··· Information given

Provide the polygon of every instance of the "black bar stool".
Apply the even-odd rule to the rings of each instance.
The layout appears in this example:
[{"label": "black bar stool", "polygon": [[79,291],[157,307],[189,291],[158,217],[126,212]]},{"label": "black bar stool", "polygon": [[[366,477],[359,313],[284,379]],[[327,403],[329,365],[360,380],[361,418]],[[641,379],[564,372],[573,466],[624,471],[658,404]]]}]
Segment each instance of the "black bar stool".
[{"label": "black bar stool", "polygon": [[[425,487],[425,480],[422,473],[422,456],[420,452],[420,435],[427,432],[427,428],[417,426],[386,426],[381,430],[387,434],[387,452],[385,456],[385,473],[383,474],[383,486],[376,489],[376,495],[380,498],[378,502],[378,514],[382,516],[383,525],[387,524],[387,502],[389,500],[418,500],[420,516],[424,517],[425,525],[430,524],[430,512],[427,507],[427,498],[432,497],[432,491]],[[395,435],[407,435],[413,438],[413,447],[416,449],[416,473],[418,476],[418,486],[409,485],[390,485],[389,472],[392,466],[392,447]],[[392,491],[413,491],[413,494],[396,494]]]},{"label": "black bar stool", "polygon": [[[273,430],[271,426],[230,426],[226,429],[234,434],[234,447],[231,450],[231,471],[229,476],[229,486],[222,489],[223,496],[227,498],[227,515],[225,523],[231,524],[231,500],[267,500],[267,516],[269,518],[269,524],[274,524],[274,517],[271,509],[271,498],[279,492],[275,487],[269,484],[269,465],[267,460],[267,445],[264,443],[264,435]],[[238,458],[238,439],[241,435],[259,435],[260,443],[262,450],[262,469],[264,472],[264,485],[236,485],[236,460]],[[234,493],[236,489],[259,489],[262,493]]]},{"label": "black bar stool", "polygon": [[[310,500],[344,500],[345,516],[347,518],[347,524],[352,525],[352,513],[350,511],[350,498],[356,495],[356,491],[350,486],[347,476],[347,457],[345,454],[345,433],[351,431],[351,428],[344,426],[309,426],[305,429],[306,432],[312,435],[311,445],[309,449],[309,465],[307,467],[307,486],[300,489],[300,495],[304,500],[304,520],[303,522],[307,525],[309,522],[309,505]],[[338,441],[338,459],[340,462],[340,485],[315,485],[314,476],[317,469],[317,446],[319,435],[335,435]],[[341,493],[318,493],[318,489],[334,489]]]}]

······

**Exercise instructions**
Reproduce each of the entries above verbatim, keeping every line intact.

**Solved problem**
Provide the polygon of every instance of the "black bar stool".
Apply the even-odd rule to the rings of each instance.
The layout appears in this example:
[{"label": "black bar stool", "polygon": [[79,291],[157,307],[189,291],[158,217],[126,212]]},{"label": "black bar stool", "polygon": [[[366,477],[359,313],[284,379]],[[327,403],[329,365],[360,380],[361,418]],[[641,379],[564,372],[573,466],[624,471],[658,404]]]}]
Segment each instance of the "black bar stool".
[{"label": "black bar stool", "polygon": [[[425,487],[425,480],[422,473],[422,456],[420,452],[420,435],[427,432],[427,428],[417,426],[386,426],[381,430],[387,434],[387,452],[385,456],[385,473],[383,474],[383,486],[376,489],[376,495],[380,498],[378,502],[378,514],[382,516],[383,525],[387,524],[387,502],[389,500],[418,500],[420,516],[424,517],[425,525],[430,524],[430,512],[427,507],[427,498],[432,497],[432,491]],[[395,435],[407,435],[413,438],[413,447],[416,449],[416,473],[418,476],[418,486],[409,485],[390,485],[389,472],[392,466],[392,447]],[[392,491],[413,491],[413,494],[396,494]]]},{"label": "black bar stool", "polygon": [[[273,430],[271,426],[230,426],[226,429],[234,434],[234,447],[231,450],[231,471],[229,476],[229,486],[222,489],[223,496],[227,498],[227,515],[225,523],[231,524],[231,500],[267,500],[267,516],[269,518],[269,524],[274,524],[274,517],[271,509],[271,498],[279,492],[275,487],[269,484],[269,465],[267,460],[267,445],[264,443],[264,435]],[[238,458],[238,439],[241,435],[259,435],[260,443],[262,450],[262,469],[264,472],[264,485],[236,485],[236,460]],[[234,493],[236,489],[259,489],[262,493]]]},{"label": "black bar stool", "polygon": [[[310,500],[344,500],[345,516],[347,518],[347,524],[352,525],[352,513],[350,511],[350,498],[356,495],[356,491],[350,486],[347,476],[347,457],[345,454],[345,433],[351,431],[351,428],[344,426],[309,426],[305,429],[306,432],[312,435],[311,445],[309,449],[309,465],[307,467],[307,486],[300,489],[300,495],[304,500],[304,520],[303,522],[307,525],[309,522],[309,505]],[[338,441],[338,459],[340,462],[340,485],[315,485],[314,476],[317,469],[317,446],[319,435],[335,435]],[[341,493],[318,493],[318,489],[334,489]]]}]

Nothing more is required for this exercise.